> [Tarefas]
(a) Responda com base na discussão sobre os tempos compostos:
(i) Segundo o primeiro parágrafo, por influência de que língua alguns falantes usam a perífrase perfectiva como tempo composto?
(ii) De quem são as teorias que, conforme XiaoRoel, não são aceitas por muitos estudiosos do tema?
(iii) O que giffard2 afirma ter sempre aprendido sobre os tempos compostos?
(b) Imprima o trecho da discussão sobre os tempos compostos que começa pelas palavras que contêm "O que Mangato" e termina com "sistema de conjugaçâo).".

> [Trecho do documento]
--------------------------------------------------
O que Mangato está a referir é una perífrase perfectiva que, nalgúns falantes, por influência do espanhol, é ussada como tempo composto. Os que temos como sistema lingüístico primário o galego sabemos que isso não é um tempo composto como os do espanhol (não forma parte dun sistema de conjugaçâo).
Com "linguística moderna" não sei o que quere você dizer. Eu são de profissão lingüísta e não sou tão velho, nem estudei nos manuais de Quintiliano.


----------



## XiaoRoel

As teorias de Eduardo Moscoso não são aceitadas por muitos estudosos do tema. Para muitos de nós as formas con _haver_ são verosimilimente explicáveis por influências do superestrato castelhano.


----------



## giffard2

Pesquisei mais e acho que não há um consenso sobre o tema. Mas me diga, e daí se foi uma importação do francês ou do espanhol? Não existe isso de "pureza" linguística.


----------



## giffard2

Agora estou curioso. Sempre aprendi que os tempos compostos eram uma invenção das línguas romance, e não de uma ou outra, isoladamente. Gostaria de ler mais a respeito. Alguém sabe algum livro ou site em que eu possa ler mais acuidadamente sobre a influência do francês ou espanhol na língua portuguesa, com relação aos tempos compostos?
--------------------------------------------------
> [Registros brutos]
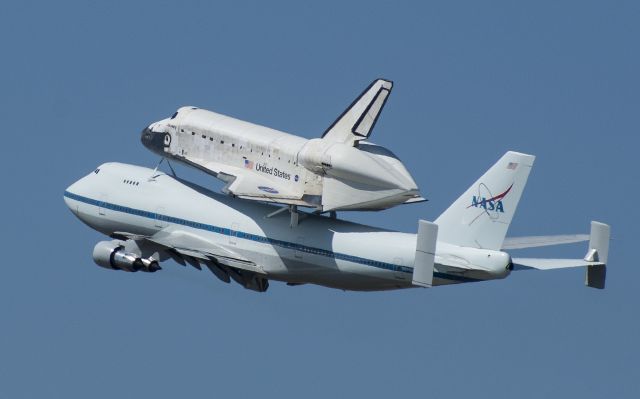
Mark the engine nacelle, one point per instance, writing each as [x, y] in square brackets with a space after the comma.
[112, 255]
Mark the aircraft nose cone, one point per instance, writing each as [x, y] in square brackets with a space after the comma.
[68, 200]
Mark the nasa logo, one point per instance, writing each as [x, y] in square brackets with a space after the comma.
[268, 189]
[490, 204]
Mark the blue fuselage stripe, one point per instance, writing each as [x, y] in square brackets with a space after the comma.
[256, 238]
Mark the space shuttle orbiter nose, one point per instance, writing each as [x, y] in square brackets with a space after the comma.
[154, 141]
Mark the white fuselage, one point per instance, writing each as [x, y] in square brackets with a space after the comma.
[320, 250]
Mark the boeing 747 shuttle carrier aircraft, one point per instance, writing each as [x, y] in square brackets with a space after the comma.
[152, 217]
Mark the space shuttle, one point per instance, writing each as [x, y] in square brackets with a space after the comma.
[342, 170]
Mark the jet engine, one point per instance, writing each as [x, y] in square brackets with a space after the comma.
[112, 255]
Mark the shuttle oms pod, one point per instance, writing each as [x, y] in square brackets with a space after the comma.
[339, 171]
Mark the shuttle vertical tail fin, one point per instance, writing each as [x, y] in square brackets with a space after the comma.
[481, 216]
[358, 120]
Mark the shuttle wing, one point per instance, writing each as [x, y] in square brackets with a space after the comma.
[358, 120]
[244, 183]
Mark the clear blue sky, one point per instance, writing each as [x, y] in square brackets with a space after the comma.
[473, 79]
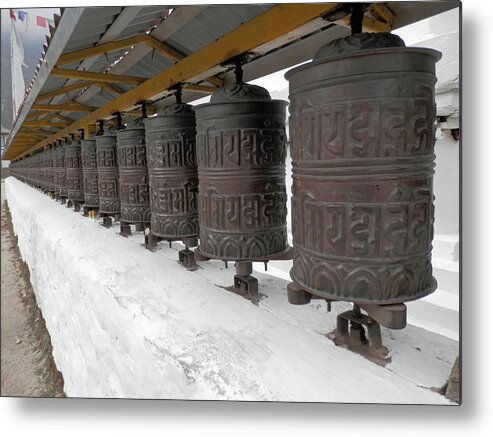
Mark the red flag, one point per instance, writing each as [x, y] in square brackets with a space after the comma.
[41, 21]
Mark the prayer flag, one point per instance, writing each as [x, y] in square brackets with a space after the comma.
[41, 21]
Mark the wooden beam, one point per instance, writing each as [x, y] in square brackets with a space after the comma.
[66, 107]
[200, 88]
[172, 54]
[96, 77]
[44, 124]
[110, 88]
[274, 23]
[369, 24]
[100, 49]
[63, 90]
[162, 48]
[62, 117]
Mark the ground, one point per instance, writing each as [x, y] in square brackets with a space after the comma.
[27, 364]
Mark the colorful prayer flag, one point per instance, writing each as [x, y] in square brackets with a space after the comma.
[41, 21]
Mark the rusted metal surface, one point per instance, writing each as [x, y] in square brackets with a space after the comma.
[134, 178]
[362, 141]
[75, 190]
[90, 173]
[50, 183]
[61, 188]
[241, 153]
[173, 178]
[108, 174]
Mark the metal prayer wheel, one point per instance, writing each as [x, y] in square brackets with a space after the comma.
[56, 183]
[75, 190]
[241, 152]
[173, 178]
[90, 173]
[61, 189]
[134, 179]
[37, 170]
[362, 142]
[50, 184]
[108, 174]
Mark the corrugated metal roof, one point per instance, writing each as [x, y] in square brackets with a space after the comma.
[81, 28]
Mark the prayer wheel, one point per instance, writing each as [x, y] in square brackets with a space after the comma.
[75, 190]
[241, 153]
[108, 174]
[134, 178]
[90, 173]
[173, 179]
[362, 141]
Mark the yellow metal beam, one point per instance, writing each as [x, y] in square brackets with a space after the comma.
[369, 24]
[200, 88]
[381, 11]
[43, 123]
[276, 22]
[96, 77]
[162, 48]
[79, 55]
[110, 88]
[66, 107]
[64, 90]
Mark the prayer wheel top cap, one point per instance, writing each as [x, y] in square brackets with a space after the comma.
[239, 92]
[135, 124]
[109, 132]
[181, 109]
[357, 43]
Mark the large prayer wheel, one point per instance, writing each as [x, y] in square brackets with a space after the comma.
[108, 174]
[362, 141]
[90, 173]
[173, 179]
[50, 183]
[134, 178]
[61, 188]
[241, 152]
[75, 190]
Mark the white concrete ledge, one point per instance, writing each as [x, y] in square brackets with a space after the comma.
[126, 322]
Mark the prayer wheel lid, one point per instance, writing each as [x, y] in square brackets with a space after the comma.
[240, 92]
[176, 109]
[357, 43]
[136, 123]
[109, 131]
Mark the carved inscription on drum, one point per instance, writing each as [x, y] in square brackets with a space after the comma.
[132, 156]
[241, 147]
[174, 200]
[106, 157]
[165, 152]
[363, 230]
[134, 194]
[243, 212]
[365, 129]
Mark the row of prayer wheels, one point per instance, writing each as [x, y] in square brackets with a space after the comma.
[361, 141]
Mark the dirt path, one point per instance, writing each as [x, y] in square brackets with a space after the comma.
[27, 366]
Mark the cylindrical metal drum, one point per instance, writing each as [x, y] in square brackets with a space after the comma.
[108, 174]
[42, 169]
[61, 188]
[241, 153]
[134, 178]
[50, 184]
[75, 191]
[173, 179]
[90, 173]
[362, 140]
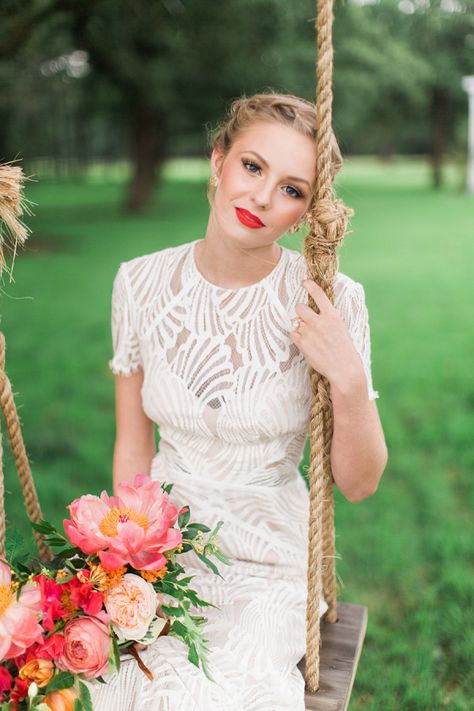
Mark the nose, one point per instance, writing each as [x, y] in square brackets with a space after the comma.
[261, 195]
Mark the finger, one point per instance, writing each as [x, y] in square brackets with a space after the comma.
[306, 313]
[318, 294]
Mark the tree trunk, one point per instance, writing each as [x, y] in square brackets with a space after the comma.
[147, 143]
[439, 119]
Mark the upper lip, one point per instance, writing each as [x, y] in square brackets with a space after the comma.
[251, 215]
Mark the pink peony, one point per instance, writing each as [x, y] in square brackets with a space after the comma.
[51, 648]
[131, 605]
[135, 527]
[86, 647]
[19, 627]
[5, 681]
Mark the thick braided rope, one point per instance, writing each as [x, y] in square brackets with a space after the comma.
[12, 205]
[328, 222]
[21, 459]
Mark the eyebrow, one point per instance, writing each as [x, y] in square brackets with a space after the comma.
[289, 177]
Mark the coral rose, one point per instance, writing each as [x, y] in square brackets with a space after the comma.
[19, 627]
[132, 606]
[40, 671]
[86, 647]
[62, 700]
[135, 527]
[5, 681]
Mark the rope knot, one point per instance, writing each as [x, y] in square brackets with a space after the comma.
[329, 219]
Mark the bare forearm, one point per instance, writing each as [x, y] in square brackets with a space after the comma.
[358, 450]
[128, 463]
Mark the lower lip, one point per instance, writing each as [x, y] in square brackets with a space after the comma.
[245, 220]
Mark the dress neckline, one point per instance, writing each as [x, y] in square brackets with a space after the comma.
[239, 289]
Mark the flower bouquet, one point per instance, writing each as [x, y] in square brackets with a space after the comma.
[114, 586]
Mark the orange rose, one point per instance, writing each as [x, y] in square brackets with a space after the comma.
[62, 700]
[38, 670]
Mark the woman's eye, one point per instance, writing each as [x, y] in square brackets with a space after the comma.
[254, 165]
[246, 163]
[295, 193]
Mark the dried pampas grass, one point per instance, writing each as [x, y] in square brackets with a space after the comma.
[13, 205]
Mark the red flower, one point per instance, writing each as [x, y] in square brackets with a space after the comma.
[52, 647]
[5, 681]
[20, 690]
[83, 595]
[50, 601]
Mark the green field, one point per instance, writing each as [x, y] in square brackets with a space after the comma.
[407, 552]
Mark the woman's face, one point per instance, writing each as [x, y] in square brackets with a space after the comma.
[268, 173]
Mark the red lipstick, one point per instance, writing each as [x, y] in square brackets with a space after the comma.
[248, 219]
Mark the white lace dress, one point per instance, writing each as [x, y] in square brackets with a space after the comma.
[231, 395]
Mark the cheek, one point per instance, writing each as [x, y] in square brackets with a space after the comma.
[290, 211]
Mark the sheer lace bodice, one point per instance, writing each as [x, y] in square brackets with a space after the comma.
[230, 393]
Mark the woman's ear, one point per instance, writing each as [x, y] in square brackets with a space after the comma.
[216, 161]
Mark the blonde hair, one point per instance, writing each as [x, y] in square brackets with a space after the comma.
[290, 110]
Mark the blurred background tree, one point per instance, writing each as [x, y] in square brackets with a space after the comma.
[89, 80]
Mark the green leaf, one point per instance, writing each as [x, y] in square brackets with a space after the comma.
[43, 527]
[85, 696]
[180, 629]
[62, 680]
[199, 527]
[222, 557]
[172, 611]
[114, 655]
[14, 544]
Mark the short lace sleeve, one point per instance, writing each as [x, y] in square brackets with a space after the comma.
[355, 314]
[126, 359]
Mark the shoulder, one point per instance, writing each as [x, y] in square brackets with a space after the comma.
[142, 276]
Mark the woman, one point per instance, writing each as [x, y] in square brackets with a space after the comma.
[206, 345]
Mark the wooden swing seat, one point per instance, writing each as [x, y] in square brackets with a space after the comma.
[341, 645]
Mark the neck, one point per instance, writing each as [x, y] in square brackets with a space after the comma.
[233, 264]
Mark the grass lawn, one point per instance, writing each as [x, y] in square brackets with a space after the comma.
[408, 551]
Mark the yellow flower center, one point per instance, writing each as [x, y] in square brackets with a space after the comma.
[6, 597]
[109, 524]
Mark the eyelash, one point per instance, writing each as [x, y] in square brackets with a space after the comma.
[298, 195]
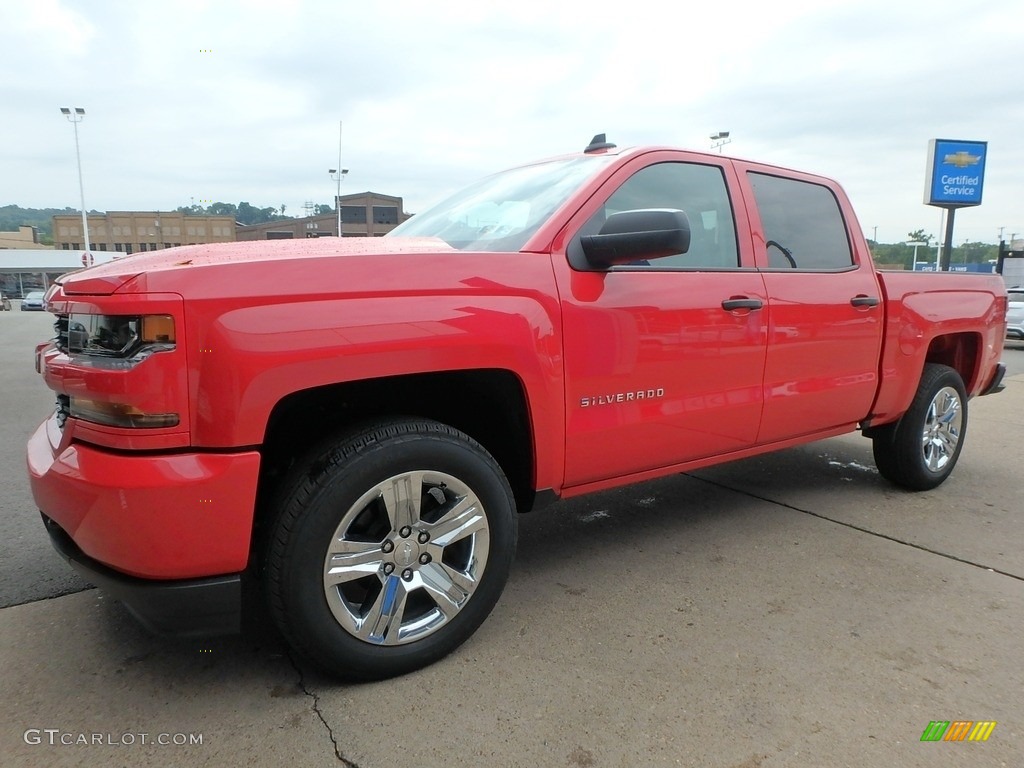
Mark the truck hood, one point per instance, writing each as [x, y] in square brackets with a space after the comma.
[104, 280]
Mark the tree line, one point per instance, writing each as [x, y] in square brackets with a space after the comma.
--------------------------------------------------
> [Respostas por tarefa]
(a)
(i) Do espanhol.
(ii) De Eduardo Moscoso.
(iii) Que os tempos compostos eram uma invenção das línguas romance, e não de uma ou outra isoladamente.

(b)
O que Mangato está a referir é una perífrase perfectiva que, nalgúns falantes, por influência do espanhol, é ussada como tempo composto. Os que temos como sistema lingüístico primário o galego sabemos que isso não é um tempo composto como os do espanhol (não forma parte dun sistema de conjugaçâo).